-- Start --
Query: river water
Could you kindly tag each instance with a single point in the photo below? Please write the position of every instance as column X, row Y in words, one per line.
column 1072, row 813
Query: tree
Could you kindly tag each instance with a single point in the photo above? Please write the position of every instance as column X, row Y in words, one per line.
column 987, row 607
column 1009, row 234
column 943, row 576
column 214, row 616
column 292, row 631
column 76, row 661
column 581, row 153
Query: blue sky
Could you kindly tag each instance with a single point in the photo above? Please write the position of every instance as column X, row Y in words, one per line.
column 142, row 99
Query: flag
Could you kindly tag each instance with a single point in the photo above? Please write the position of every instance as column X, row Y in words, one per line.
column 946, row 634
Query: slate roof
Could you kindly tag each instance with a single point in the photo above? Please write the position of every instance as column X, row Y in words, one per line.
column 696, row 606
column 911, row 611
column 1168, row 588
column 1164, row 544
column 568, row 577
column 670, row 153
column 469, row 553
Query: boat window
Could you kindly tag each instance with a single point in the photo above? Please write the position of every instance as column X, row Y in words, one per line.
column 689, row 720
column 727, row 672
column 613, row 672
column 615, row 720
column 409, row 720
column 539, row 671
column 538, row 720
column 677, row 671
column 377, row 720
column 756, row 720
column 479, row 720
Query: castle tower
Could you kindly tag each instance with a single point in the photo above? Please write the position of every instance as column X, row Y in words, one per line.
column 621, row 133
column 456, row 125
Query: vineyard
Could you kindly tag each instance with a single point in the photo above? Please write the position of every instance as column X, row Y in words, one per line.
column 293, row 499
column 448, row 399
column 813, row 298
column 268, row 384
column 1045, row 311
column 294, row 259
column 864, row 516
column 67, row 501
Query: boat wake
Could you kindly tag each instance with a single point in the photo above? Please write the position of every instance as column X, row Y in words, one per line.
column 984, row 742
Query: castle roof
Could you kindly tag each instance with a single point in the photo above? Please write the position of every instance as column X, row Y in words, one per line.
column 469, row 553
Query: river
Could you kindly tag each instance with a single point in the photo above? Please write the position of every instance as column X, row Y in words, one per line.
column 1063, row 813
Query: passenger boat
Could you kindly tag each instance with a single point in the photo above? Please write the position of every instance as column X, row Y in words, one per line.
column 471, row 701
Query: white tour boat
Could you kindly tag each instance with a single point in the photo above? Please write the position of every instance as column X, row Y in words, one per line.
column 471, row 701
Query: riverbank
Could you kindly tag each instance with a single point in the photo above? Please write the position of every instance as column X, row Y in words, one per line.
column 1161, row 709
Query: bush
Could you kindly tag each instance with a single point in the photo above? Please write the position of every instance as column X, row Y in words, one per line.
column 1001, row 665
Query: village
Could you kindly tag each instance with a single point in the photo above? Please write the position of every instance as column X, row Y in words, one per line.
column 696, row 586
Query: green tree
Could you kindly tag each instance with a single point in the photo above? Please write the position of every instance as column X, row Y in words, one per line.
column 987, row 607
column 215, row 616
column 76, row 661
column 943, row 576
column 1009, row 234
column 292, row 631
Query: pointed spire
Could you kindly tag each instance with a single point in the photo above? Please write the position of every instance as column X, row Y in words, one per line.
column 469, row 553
-- End --
• **WHAT TO PRODUCE**:
Reproduce the records above word for word, from their first line through the line that holds "column 946, row 634", both included.

• **EXERCISE OUTPUT**:
Query: river water
Could you kindly tag each instance with a single point in the photo below? Please write the position of every instance as column X, row Y in words, one per line.
column 1072, row 813
Query: tree
Could you kindly tag each instance with a single point in the photo above? Please write the position of every instance as column X, row Y in words, one per line.
column 987, row 607
column 1009, row 234
column 943, row 576
column 214, row 616
column 292, row 631
column 76, row 661
column 581, row 153
Query: blue sky
Could you kindly tag each instance with a single point in the photo above? Please write the position of every instance as column X, row Y in words, one per line.
column 142, row 99
Query: flag
Could you kindly tag each instance with a single point in the photo above? Please write the position of every instance as column X, row Y in words, one per line.
column 946, row 634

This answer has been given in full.